▶ [DOCUMENT TEXT]
%%
Tuesday, March 17, 2009

Reaganomics Leads to Work-Related Tragedies

Was last week's massacre in south Alabama a tragedy that could not have been foreseen? Was it a case of an unstable individual "snapping" in an unpredictable fashion.

Absolutely not, says an expert on workplace violence. In fact, Mark Ames says the rampage that left 11 people dead was the predictable result of workplace policies that for almost 30 years have favored managers and investors over workers and wage earners.

Ames is the author of Going Postal: Rage, Murder, and Rebellion: From Reagan's Workplaces to Clinton's Columbine and Beyond. He says many blue-collar workers have seen their wages stagnate and their rights erode since Reaganomics was instituted in 1980.

Michael McLendon, the gunman who killed 10 people in three small south-Alabama towns before committing suicide, was one such worker. The public should not be surprised when people like McLendon strike back, Ames says. They've been doing it consistently for 20-plus years:

The killing spree in Alabama fits a well-worn pattern of workplace-driven massacres that we've seen since the "going postal" phenomenon exploded in the middle of the Reagan revolution.

In spite of the fact that these killings have gone on unabated for over 20 years, most of the country doesn't want to know why they're happening--least of all the people in power.

If we study the motive for Michael McLendon's shooting rampage Tuesday, which left 11 bodies across three towns in southern Alabama, and we look at the bizarre way that the causes of the shooting are being hushed up, you begin to understand why this uniquely-Reaganomics-inspired crime started in the United States, and continues to plague us.

Ames notes the curious actions of investigators in the Alabama case. Last Wednesday night, officials announced they had discovered the motive and would announce it on Thursday morning. But then something strange happened, Ames reports:

Alabama investigators completely reversed themselves: They were now claiming there was no way to find out the motive for the killings, and in fact, no motive ever existed in the first place.

"There's probably never going to be a motive," Trooper Kevin Cook, a spokesman for the Alabama Department of Public Safety, said Thursday.
%%
▶ [PROBLEM TO SOLVE] In the post on the Alabama shooting, what year does Ames say Reaganomics was instituted? Answer from the post on the Alabama shooting alone.

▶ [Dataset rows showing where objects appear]
%%
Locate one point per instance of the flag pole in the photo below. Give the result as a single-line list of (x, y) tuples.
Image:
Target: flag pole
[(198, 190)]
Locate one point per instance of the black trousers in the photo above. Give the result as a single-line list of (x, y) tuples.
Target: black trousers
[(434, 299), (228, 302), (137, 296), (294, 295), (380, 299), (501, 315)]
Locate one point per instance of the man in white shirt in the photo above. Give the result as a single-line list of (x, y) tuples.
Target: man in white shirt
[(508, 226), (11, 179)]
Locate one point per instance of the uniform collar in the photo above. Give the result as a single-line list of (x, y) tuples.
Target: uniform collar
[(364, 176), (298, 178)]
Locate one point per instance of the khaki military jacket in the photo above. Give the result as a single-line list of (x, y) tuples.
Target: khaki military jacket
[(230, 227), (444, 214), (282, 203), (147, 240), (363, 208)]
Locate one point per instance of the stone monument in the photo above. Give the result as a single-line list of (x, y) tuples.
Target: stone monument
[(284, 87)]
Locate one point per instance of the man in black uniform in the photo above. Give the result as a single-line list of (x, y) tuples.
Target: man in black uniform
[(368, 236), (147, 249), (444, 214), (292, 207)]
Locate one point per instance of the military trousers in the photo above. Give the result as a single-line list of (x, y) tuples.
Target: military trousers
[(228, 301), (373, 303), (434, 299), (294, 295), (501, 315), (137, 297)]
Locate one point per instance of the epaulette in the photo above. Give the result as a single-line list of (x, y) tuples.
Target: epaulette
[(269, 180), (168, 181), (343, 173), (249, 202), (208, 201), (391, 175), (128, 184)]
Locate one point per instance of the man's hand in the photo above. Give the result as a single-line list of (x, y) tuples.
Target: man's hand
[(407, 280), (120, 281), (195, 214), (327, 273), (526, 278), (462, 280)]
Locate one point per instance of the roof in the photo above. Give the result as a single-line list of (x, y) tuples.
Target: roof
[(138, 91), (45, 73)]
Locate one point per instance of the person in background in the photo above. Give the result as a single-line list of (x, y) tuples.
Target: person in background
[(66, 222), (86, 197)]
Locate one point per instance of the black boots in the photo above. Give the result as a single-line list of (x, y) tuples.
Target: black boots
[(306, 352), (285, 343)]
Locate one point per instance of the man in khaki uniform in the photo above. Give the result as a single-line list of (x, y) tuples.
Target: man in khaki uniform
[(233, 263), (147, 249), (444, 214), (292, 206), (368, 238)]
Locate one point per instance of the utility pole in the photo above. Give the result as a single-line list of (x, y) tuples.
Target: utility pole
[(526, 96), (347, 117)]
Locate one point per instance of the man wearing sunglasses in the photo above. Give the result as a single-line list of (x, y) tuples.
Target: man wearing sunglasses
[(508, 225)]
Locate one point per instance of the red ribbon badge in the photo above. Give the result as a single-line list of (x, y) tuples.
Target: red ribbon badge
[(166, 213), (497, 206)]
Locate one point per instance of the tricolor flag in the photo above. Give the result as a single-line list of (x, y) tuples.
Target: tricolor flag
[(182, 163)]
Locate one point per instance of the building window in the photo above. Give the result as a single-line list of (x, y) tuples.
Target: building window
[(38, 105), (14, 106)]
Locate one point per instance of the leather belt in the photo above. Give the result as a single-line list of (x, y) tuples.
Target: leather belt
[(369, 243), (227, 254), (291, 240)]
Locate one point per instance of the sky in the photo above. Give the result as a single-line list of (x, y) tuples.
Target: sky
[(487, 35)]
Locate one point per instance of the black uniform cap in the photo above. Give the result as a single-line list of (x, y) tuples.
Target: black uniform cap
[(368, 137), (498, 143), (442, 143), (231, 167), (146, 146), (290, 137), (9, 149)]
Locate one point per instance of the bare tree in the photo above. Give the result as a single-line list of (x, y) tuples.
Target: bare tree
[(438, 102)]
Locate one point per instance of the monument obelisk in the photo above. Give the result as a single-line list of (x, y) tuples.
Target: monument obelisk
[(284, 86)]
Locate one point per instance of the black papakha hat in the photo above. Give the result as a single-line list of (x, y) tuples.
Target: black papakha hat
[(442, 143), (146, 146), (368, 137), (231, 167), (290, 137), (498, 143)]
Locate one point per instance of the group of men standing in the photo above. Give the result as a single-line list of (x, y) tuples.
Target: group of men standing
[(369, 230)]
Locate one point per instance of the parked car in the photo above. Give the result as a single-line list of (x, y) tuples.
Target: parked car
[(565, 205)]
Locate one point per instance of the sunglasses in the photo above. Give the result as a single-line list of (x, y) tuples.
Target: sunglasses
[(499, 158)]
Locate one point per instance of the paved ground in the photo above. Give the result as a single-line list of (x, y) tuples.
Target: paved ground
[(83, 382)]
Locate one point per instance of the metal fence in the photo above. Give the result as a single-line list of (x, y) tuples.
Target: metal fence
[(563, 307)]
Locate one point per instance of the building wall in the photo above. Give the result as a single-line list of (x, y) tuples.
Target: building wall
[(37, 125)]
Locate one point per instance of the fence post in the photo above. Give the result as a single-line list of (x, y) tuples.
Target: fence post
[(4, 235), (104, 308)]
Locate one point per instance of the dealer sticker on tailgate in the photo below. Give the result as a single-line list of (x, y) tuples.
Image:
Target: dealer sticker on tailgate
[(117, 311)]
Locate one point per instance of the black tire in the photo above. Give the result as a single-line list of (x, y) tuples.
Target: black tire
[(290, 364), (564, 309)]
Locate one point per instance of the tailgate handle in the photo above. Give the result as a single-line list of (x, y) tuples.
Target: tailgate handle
%%
▶ [ANSWER IN FULL] 1980